— AIM —
Edit the lines below by replacing every "keypoint" with "marker", leaving everything else unchanged.

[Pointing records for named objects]
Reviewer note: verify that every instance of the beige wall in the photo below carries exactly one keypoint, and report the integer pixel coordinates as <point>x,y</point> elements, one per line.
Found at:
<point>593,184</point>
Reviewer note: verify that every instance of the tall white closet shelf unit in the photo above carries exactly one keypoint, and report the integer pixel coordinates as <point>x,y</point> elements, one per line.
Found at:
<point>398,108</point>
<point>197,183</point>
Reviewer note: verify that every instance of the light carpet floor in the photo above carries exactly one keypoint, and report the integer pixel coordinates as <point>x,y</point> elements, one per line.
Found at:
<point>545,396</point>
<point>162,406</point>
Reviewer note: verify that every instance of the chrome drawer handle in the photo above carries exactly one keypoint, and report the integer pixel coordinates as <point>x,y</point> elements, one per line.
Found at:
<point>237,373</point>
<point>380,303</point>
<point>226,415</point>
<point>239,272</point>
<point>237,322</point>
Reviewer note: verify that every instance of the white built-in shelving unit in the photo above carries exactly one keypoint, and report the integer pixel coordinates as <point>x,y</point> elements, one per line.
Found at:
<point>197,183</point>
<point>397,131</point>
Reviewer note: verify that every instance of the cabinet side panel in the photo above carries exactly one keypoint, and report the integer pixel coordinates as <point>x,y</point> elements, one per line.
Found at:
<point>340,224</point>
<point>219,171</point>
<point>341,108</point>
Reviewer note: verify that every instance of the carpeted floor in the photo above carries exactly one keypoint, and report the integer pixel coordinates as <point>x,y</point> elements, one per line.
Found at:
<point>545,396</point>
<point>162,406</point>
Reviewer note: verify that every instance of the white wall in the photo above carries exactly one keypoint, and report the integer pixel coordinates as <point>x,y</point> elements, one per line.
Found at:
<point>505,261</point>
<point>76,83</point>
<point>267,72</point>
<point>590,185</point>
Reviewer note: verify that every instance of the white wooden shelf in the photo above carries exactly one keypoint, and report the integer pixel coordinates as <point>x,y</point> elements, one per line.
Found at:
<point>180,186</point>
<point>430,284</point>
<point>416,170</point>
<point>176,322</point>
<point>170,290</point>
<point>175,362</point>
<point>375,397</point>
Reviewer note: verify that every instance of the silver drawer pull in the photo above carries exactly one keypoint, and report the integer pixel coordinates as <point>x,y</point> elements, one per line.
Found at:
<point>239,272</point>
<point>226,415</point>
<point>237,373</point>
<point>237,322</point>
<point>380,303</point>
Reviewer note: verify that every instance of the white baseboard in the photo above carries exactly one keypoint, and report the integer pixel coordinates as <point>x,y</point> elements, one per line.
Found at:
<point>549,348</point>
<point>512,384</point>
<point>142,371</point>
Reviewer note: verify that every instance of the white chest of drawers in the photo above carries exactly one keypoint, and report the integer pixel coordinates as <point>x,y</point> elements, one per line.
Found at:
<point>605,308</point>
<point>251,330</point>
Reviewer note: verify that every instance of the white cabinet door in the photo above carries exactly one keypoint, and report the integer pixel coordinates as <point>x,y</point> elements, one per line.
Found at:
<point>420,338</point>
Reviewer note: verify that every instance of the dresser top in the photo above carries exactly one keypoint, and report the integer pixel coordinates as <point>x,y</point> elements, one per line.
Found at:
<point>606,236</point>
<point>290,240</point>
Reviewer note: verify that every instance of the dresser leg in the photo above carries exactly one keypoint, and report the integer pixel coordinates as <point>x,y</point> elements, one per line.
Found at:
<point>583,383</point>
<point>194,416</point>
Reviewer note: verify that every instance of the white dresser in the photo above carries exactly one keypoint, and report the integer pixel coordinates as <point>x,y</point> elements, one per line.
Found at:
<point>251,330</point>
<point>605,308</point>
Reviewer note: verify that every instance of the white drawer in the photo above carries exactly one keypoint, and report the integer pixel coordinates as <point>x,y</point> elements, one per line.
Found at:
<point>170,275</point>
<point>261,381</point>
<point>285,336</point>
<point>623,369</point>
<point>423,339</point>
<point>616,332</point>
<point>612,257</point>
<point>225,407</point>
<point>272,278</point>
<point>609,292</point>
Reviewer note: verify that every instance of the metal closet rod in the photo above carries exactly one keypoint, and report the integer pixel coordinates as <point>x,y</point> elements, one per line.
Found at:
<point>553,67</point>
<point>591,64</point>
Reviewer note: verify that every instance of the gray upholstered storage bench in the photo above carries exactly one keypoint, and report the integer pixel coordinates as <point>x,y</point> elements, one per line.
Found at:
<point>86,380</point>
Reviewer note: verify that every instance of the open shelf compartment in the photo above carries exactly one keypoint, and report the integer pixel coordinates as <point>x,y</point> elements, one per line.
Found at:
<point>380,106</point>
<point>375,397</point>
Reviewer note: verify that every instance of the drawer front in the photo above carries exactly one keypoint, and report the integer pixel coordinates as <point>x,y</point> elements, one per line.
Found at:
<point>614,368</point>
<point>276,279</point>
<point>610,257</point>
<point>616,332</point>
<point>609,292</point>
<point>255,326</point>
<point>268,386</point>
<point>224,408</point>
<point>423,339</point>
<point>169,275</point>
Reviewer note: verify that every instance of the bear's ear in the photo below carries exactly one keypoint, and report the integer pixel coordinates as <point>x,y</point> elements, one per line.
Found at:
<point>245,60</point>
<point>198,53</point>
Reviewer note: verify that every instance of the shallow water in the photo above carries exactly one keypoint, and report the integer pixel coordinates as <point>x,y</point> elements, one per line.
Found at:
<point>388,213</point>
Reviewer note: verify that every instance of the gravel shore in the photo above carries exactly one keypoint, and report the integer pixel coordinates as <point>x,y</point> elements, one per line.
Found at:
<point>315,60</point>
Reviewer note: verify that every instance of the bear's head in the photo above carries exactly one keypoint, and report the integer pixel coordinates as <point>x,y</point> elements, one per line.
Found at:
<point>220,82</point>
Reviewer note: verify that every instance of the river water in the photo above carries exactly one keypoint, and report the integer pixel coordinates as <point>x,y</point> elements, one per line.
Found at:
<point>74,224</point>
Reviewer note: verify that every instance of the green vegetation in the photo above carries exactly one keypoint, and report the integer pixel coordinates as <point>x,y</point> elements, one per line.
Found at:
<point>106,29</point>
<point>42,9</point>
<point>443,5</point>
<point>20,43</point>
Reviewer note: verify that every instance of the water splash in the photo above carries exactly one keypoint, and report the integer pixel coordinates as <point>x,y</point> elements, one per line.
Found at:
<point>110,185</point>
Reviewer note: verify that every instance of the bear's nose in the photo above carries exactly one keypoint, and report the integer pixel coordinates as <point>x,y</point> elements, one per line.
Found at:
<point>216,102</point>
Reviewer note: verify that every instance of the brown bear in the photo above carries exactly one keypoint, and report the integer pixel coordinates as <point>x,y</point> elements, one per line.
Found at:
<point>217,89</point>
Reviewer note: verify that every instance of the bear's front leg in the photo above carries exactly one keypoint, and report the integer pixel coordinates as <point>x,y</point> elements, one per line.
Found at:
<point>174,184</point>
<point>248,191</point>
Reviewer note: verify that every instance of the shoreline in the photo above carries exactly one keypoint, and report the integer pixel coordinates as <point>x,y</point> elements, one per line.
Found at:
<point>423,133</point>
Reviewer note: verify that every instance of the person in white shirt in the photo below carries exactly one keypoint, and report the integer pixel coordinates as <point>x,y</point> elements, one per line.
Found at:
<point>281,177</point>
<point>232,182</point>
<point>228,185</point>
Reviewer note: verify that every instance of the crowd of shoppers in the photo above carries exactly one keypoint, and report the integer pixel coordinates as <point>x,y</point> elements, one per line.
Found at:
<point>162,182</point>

— FULL SOLUTION —
Reviewer note: verify that every instance of the beige wall in the photo below carries exactly one marker, and report the integer pixel coordinates as <point>x,y</point> elements, one per line.
Found at:
<point>593,184</point>
Reviewer note: verify that every instance of the tall white closet shelf unit in the photo above carries exactly one marker, and report the integer pixel coordinates as <point>x,y</point> elements, one per line.
Found at:
<point>398,108</point>
<point>197,183</point>
Reviewer note: verify that every instance of the light carpet floor in the photo above carries exactly one marker, and report the integer pixel coordinates as <point>x,y</point> elements, one per line.
Found at:
<point>545,396</point>
<point>162,406</point>
Reviewer note: verify that every instance of the chrome drawer handle in the photo above carries exactly one marker, and report the integer pixel coordinates as <point>x,y</point> elements, one per line.
Found at:
<point>237,373</point>
<point>380,303</point>
<point>226,415</point>
<point>239,272</point>
<point>237,322</point>
Reviewer note: verify that every instance of the white built-in shelving unit in the photo above carries exactly one marker, and report the integer pixel coordinates as <point>x,y</point> elements, one per line.
Found at:
<point>197,183</point>
<point>397,131</point>
Reviewer note: verify that every instance of the cabinet side panel in the photo above carries exactly one marker, and report the integer pixel coordinates as <point>x,y</point> elements, one per line.
Found at:
<point>340,224</point>
<point>219,171</point>
<point>341,108</point>
Reviewer note: verify that every instance of the carpeted floor in the photo above carries exactly one marker, and report the integer pixel coordinates as <point>x,y</point> elements, one per line.
Found at:
<point>545,396</point>
<point>162,406</point>
Reviewer note: verify that every instance of the white wall in the photo above carries exactly one marker, and report the integer pixel coordinates as <point>x,y</point> elements, one per line.
Found at:
<point>505,261</point>
<point>76,83</point>
<point>267,72</point>
<point>590,185</point>
Reviewer note: verify that every instance of the white wooden shelf in the photo above carries exactly one marker, and report the integer pixel coordinates as <point>x,y</point> elements, one per line.
Found at:
<point>180,186</point>
<point>430,284</point>
<point>416,170</point>
<point>176,322</point>
<point>170,290</point>
<point>175,362</point>
<point>375,397</point>
Reviewer note: verify that every instance of the silver drawer pull in the photo above carries exactly one marker, and report the integer pixel coordinates as <point>x,y</point> elements, one per line.
Found at:
<point>239,272</point>
<point>226,415</point>
<point>237,373</point>
<point>237,322</point>
<point>380,303</point>
Reviewer note: verify that every instance of the white baseboard in the photo above carries exactly one marker, and report the integer pixel coordinates as <point>x,y</point> elements, one per line.
Found at:
<point>549,348</point>
<point>512,384</point>
<point>142,371</point>
Reviewer note: verify that every instance of the white chest of drawers in the photo above carries exactly one marker, and report the integer pixel coordinates as <point>x,y</point> elements, one per line.
Found at:
<point>605,308</point>
<point>251,330</point>
Reviewer note: verify that every instance of the white cabinet door in the photo above carries exactly one marker, and report the integer pixel coordinates as <point>x,y</point> elements, one per line.
Found at:
<point>420,338</point>
Reviewer note: verify that every instance of the dresser top in the photo above carries exactly one marker, and report the integer pixel coordinates as <point>x,y</point> elements, one per line.
Found at:
<point>606,236</point>
<point>290,240</point>
Reviewer note: verify that every instance of the dresser leg in the photo above carries exactly one marker, and report the integer pixel coordinates as <point>x,y</point> elements, one per line.
Found at:
<point>583,383</point>
<point>194,416</point>
Reviewer note: verify that every instance of the white dresser in the photo above carries exactly one marker, and report the integer pixel coordinates as <point>x,y</point> elements, one per line.
Found at:
<point>251,330</point>
<point>605,308</point>
Reviewer note: verify that every instance of the white drawer in the photo above carries exactly one marker, and report the integer pixel coordinates as <point>x,y</point> elements, one per line.
Found at:
<point>170,275</point>
<point>261,381</point>
<point>285,336</point>
<point>623,369</point>
<point>423,339</point>
<point>616,332</point>
<point>612,257</point>
<point>225,407</point>
<point>272,278</point>
<point>609,292</point>
Reviewer note: verify that every instance of the metal closet rod in the photo above carries exactly one marker, and report the integer pixel coordinates as <point>x,y</point> elements, one per line.
Found at:
<point>553,67</point>
<point>591,64</point>
Reviewer note: verify that every instance of the gray upholstered storage bench in the photo above carries exactly one marker, and report the integer pixel coordinates as <point>x,y</point> elements, one per line.
Found at:
<point>86,380</point>
Reviewer note: verify that every instance of the open shelf compartment in the photo above carries exactly one marker, and report the integer pixel coordinates as <point>x,y</point> elements, one per line.
Found at:
<point>380,106</point>
<point>375,397</point>
Reviewer note: verify that every instance of the drawer front in the photo above carries exactly one marker, and report the integer pixel coordinates as <point>x,y</point> elements, one per line.
Found at:
<point>614,368</point>
<point>276,279</point>
<point>610,257</point>
<point>616,332</point>
<point>609,292</point>
<point>255,326</point>
<point>268,386</point>
<point>224,408</point>
<point>423,339</point>
<point>169,275</point>
Reviewer note: verify that every instance of the bear's ear in the photo below carries exactly one marker, and report the integer pixel coordinates as <point>x,y</point> elements, one per line.
Found at:
<point>245,60</point>
<point>198,53</point>
Reviewer note: verify that every instance of the shallow water in the photo above carries exactly one marker, and report the integer pixel coordinates as <point>x,y</point> elements, one per line.
Found at:
<point>388,213</point>
Reviewer note: verify that every instance of the gravel shore in the photo above carries exactly one marker, and report the integer pixel coordinates as <point>x,y</point> elements, one per line.
Found at:
<point>315,60</point>
Reviewer note: verify that every instance of the bear's head in the photo above carries exactly one marker, and report the integer pixel coordinates as <point>x,y</point> elements, one per line.
Found at:
<point>220,82</point>
Reviewer note: verify that every instance of the river water in the photo above carries exactly one marker, and report the integer pixel coordinates as <point>x,y</point> elements, one per line.
Found at:
<point>74,224</point>
Reviewer note: verify that every instance of the green vegetation in the photo above carries exactly one marker, and report the integer pixel coordinates as <point>x,y</point> elements, one per line.
Found at:
<point>106,29</point>
<point>42,9</point>
<point>443,5</point>
<point>20,43</point>
Reviewer note: verify that every instance of the water splash in the photo above carries exactly one marker, and report the integer pixel coordinates as <point>x,y</point> elements, one per line.
Found at:
<point>110,185</point>
Reviewer note: verify that every instance of the bear's nose in the photo above carries exactly one marker, and report the integer pixel coordinates as <point>x,y</point> elements, one per line.
Found at:
<point>216,102</point>
Reviewer note: verify that every instance of the brown bear in the photo above carries exactly one marker, and report the integer pixel coordinates as <point>x,y</point> elements, one per line.
Found at:
<point>217,89</point>
Reviewer note: verify that every instance of the bear's front leg in the photo above carries exactly one marker, and report the integer pixel coordinates as <point>x,y</point> elements, one per line.
Found at:
<point>174,184</point>
<point>248,191</point>
Reviewer note: verify that every instance of the shoreline in the photo above carries exactly one marker, and report the integer pixel coordinates as <point>x,y</point> elements, one per line.
Found at:
<point>423,133</point>
Reviewer note: verify that every instance of the person in white shirt in the photo below carries exactly one marker, and report the integer pixel coordinates as <point>x,y</point> elements, one per line.
Found at:
<point>281,177</point>
<point>232,182</point>
<point>228,185</point>
Reviewer note: verify that every instance of the crowd of shoppers in the photo above carries exactly one marker, and report the integer pixel coordinates as <point>x,y</point> elements, one per line.
Found at:
<point>162,182</point>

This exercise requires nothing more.